Written instruction »
Find each line in the records below that contains the word "side", and copy those lines out.
*** Task input ***
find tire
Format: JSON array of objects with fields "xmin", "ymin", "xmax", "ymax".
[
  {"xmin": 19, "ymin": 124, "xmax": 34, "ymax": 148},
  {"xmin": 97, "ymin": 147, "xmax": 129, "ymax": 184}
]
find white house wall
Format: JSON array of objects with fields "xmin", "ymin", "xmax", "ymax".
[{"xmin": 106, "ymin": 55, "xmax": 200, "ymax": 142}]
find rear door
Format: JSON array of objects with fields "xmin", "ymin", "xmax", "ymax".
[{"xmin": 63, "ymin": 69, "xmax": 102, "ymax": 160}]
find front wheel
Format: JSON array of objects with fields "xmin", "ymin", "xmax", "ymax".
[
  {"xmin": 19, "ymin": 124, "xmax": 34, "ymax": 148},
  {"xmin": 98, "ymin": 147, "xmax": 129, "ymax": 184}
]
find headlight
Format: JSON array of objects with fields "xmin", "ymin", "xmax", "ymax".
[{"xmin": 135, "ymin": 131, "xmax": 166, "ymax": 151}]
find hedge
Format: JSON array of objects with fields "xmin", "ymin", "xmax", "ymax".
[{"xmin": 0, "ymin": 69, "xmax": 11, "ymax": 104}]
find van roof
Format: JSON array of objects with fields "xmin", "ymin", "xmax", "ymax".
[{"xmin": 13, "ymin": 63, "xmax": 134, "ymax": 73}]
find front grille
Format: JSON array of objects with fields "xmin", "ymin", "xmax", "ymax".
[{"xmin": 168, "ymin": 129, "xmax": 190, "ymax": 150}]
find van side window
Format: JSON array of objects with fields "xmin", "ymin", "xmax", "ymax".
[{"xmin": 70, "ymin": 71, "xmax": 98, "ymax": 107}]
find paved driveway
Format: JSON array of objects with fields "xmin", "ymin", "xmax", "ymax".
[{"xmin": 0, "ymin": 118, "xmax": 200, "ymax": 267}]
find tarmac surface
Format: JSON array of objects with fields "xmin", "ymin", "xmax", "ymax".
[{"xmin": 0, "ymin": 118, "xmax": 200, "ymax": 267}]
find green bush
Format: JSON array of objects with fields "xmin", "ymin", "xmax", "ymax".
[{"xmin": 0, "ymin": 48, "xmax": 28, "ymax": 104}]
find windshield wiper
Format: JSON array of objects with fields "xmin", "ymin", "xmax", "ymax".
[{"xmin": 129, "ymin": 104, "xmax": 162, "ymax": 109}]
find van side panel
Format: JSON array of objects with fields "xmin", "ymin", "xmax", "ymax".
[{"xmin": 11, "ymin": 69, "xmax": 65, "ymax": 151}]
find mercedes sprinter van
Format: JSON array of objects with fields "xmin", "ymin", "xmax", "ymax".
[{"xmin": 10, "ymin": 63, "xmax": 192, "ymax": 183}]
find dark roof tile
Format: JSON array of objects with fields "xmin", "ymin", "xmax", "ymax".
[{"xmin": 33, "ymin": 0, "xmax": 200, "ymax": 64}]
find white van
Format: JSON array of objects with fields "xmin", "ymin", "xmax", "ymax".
***
Task solution »
find van side window
find van side panel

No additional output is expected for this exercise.